Quoted passage -
********************

So when VCs invest in start-ups, especially consumer-oriented ones that are ad-supported, they are betting not only on a company’s potential to execute on their business plan but also on the formation of a rapidly growing market. Due to this, the focus is usually on customer acquisition and market share growth- not revenues. As a market begins to mature in size and opportunity, monetization solutions are developed, usually by other start-ups, allowing the entire market to benefit from the creation of new revenue streams. Companies that don’t get acquired and can show they have a path to profitability have the opportunity to go public and in the process become industry bellwethers, using their new capital infusion and stock shares as currency to further enhance their market position.

Why Mobile Had Been Different

In the case of mobile, a couple of things happened that has affected the usual relationship between the private and public markets. First, the consumer adoption of mobile has outpaced any other technology in the history of the U.S.- including radio, TV and the internet. As such the native monetization solutions that were developed alongside these other technologies have been slow to scale in mobile because (1) the ad formats currently being used are largely re-purposed ad technologies from the desktop internet, such as banner and rich media ads, which were easy to launch with in an effort to capture mobile revenue early on and (2) advertisers have been slower to allocate advertising budgets to mobile than previous technologies due to this speed of growth- funds that would be used to help spur innovation in ad experiences on mobile devices.

********************

Using the passage on mobile monetization, explain in one to three sentences why native monetization solutions have been slow to scale in mobile.

Data records -
********************

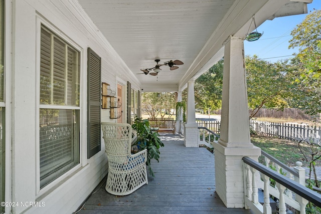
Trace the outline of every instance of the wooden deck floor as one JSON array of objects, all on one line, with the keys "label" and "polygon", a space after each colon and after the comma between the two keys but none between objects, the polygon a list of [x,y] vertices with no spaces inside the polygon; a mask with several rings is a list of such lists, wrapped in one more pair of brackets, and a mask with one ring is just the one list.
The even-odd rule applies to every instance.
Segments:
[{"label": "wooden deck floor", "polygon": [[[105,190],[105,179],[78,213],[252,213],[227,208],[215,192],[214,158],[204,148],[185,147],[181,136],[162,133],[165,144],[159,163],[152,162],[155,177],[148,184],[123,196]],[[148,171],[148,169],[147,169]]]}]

********************

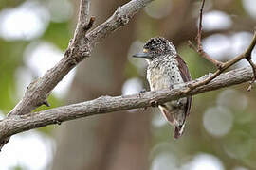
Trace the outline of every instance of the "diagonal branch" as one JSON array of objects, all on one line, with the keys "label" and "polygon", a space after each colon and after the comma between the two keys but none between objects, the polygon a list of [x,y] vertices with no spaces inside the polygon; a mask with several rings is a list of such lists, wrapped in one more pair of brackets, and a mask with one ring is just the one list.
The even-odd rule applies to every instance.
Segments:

********************

Correct output - Consumer adoption of mobile outpaced every earlier technology, and this had two consequences. The ad formats in use are largely banner and rich media ads re-purposed from the desktop internet, chosen because they were easy to launch and could capture mobile revenue early. Advertisers have also been slower to allocate budgets to mobile because of its speed of growth, and those funds would otherwise help spur innovation in ad experiences on mobile devices.